§ EXERCISE INSTRUCTIONS
Rewrite the lines below, starting with the first and ending with the line that contains "column 882, row 396", as a JSON list of strings, one string per line and both ends included. Omit blank lines and leave the pictures out.

==================================================

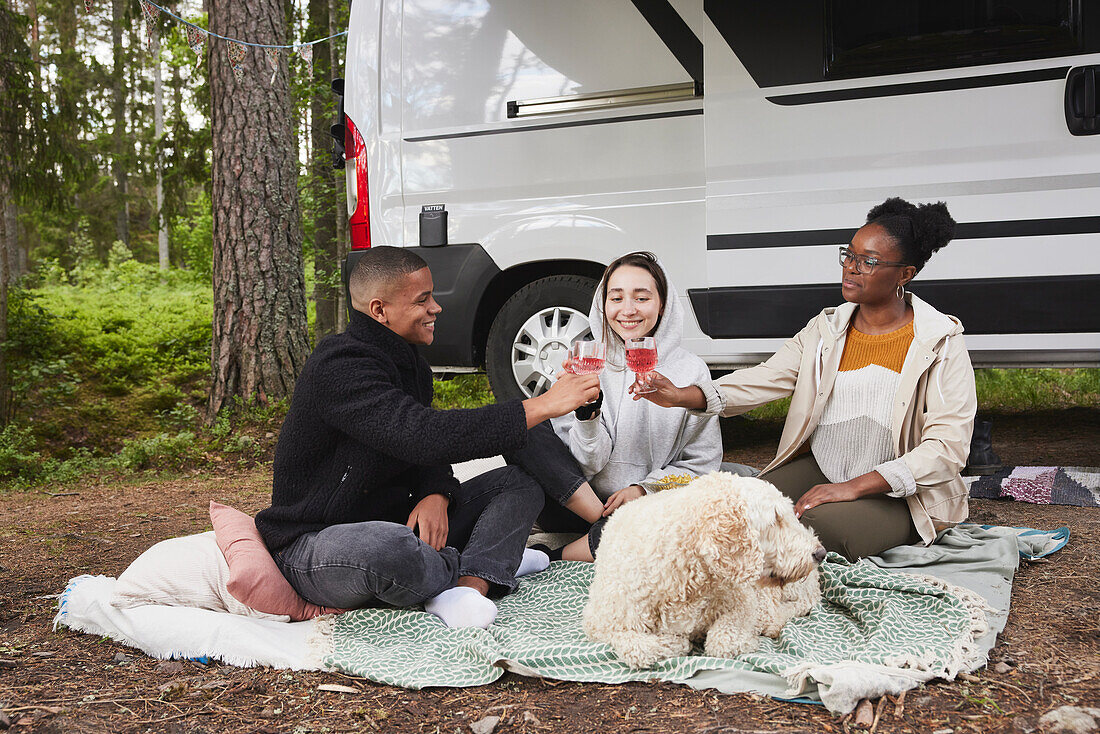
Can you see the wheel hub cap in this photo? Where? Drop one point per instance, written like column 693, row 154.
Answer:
column 541, row 343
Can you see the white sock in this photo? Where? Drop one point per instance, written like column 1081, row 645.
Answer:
column 462, row 606
column 532, row 562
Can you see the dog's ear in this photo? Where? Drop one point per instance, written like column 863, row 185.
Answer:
column 727, row 541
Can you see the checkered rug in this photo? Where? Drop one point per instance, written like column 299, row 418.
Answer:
column 1043, row 485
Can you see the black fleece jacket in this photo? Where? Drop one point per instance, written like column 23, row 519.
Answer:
column 361, row 440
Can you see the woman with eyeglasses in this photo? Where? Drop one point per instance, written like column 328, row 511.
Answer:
column 882, row 396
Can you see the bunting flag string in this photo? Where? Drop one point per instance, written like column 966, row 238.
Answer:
column 306, row 53
column 237, row 53
column 273, row 62
column 150, row 12
column 237, row 50
column 195, row 39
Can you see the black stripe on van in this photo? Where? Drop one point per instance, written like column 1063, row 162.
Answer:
column 552, row 126
column 1007, row 305
column 921, row 87
column 675, row 34
column 978, row 230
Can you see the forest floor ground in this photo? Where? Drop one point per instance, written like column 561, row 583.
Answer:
column 51, row 680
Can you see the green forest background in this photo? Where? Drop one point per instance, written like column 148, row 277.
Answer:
column 108, row 348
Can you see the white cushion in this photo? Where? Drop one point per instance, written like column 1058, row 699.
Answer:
column 468, row 470
column 187, row 571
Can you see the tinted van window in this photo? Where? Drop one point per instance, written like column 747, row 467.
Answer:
column 869, row 37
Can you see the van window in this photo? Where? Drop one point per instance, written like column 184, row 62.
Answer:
column 807, row 41
column 869, row 37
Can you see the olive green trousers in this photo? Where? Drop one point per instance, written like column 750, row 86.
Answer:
column 855, row 529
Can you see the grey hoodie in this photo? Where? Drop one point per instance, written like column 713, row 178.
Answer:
column 635, row 441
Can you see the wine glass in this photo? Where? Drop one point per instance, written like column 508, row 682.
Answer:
column 586, row 357
column 641, row 359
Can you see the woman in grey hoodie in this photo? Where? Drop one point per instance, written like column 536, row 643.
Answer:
column 618, row 449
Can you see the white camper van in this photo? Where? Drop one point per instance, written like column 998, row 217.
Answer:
column 521, row 144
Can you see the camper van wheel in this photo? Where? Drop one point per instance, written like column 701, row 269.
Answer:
column 532, row 331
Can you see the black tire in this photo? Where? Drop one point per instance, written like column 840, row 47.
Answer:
column 565, row 292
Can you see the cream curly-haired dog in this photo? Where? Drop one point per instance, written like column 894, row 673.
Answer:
column 723, row 557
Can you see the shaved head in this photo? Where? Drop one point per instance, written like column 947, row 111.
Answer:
column 378, row 272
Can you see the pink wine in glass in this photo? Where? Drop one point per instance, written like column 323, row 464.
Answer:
column 586, row 357
column 587, row 365
column 641, row 360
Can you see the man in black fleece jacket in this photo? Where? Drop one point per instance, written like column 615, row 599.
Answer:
column 365, row 510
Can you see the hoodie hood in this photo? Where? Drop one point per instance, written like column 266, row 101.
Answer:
column 668, row 335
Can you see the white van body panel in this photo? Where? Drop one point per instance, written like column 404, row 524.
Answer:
column 429, row 85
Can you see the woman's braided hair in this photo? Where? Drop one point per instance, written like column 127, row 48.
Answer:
column 917, row 230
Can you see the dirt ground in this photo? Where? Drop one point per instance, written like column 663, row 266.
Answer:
column 63, row 681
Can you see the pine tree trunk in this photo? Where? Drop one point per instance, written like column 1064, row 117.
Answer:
column 260, row 332
column 119, row 160
column 326, row 263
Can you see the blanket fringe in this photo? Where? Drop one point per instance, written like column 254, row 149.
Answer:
column 965, row 656
column 319, row 643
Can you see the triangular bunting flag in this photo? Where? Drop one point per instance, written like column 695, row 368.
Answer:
column 306, row 53
column 237, row 52
column 272, row 55
column 196, row 37
column 150, row 12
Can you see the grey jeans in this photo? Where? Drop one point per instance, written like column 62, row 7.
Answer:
column 378, row 563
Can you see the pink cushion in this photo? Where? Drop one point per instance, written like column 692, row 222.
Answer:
column 254, row 579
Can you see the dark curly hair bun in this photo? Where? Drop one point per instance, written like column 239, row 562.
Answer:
column 917, row 230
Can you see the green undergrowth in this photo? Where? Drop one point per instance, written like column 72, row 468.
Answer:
column 463, row 391
column 110, row 369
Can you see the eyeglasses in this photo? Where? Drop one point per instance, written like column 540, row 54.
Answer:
column 865, row 265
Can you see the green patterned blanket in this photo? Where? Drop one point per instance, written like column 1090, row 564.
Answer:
column 872, row 617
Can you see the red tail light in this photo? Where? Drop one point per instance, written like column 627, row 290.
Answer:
column 360, row 219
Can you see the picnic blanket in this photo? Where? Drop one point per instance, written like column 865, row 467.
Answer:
column 1045, row 485
column 887, row 625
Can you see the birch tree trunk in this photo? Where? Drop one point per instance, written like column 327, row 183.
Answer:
column 260, row 332
column 119, row 159
column 162, row 225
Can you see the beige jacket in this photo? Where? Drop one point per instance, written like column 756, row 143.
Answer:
column 933, row 415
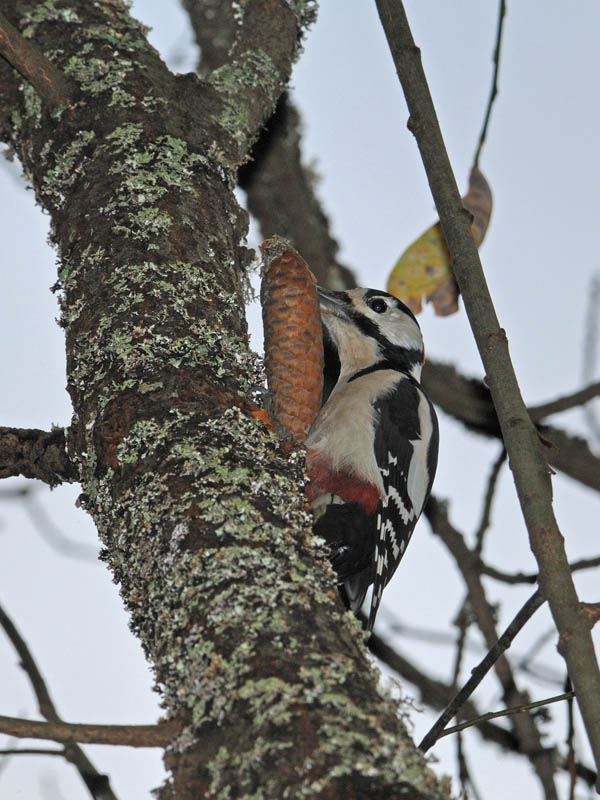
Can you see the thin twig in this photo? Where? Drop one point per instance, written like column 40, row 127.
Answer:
column 489, row 497
column 51, row 84
column 481, row 670
column 579, row 398
column 531, row 577
column 437, row 694
column 526, row 454
column 97, row 783
column 468, row 563
column 462, row 622
column 53, row 535
column 36, row 454
column 505, row 712
column 590, row 349
column 159, row 735
column 494, row 89
column 570, row 759
column 32, row 751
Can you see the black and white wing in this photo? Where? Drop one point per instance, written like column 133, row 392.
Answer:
column 406, row 449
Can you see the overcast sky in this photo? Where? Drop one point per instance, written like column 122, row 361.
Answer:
column 539, row 255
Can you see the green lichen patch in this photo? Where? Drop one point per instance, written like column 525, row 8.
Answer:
column 47, row 11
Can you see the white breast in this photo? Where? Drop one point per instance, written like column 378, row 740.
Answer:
column 347, row 443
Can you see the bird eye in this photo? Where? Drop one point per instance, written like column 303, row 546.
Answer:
column 378, row 305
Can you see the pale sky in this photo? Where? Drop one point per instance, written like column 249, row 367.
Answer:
column 539, row 255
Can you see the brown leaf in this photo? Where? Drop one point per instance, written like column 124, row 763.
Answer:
column 424, row 267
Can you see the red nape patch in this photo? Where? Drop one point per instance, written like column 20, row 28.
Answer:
column 322, row 480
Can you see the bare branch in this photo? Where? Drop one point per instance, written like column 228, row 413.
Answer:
column 592, row 610
column 97, row 783
column 484, row 666
column 36, row 454
column 31, row 751
column 437, row 694
column 590, row 349
column 531, row 577
column 494, row 90
column 160, row 735
column 525, row 727
column 487, row 503
column 525, row 452
column 469, row 401
column 506, row 712
column 564, row 403
column 50, row 83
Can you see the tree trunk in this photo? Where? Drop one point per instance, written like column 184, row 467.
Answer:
column 201, row 515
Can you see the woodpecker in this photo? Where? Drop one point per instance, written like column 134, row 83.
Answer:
column 372, row 450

==================================================

§ EXPECTED ANSWER
[
  "Can you see the wheel hub cap in this photo? Where? Drop one point per instance, written like column 693, row 154.",
  "Answer:",
  "column 541, row 343",
  "Can you see the white sock in this photo? Where? Drop one point per instance, written like column 1081, row 645.",
  "Answer:",
  "column 462, row 606",
  "column 532, row 562",
  "Can you see the dog's ear in this photo? Where? Drop one point per instance, written like column 863, row 185.",
  "Answer:",
  "column 727, row 541",
  "Can you see the checkered rug in this photo? Where? Drop one point per instance, written like column 299, row 418.",
  "Answer:",
  "column 1043, row 485",
  "Can you see the black fleece jacket in this photo? Where? Drop one point per instance, written like column 23, row 519.",
  "Answer:",
  "column 361, row 440",
  "Can you see the woman with eyeglasses in this photo? Where? Drop one point per instance, written like column 328, row 511.",
  "Answer:",
  "column 882, row 396"
]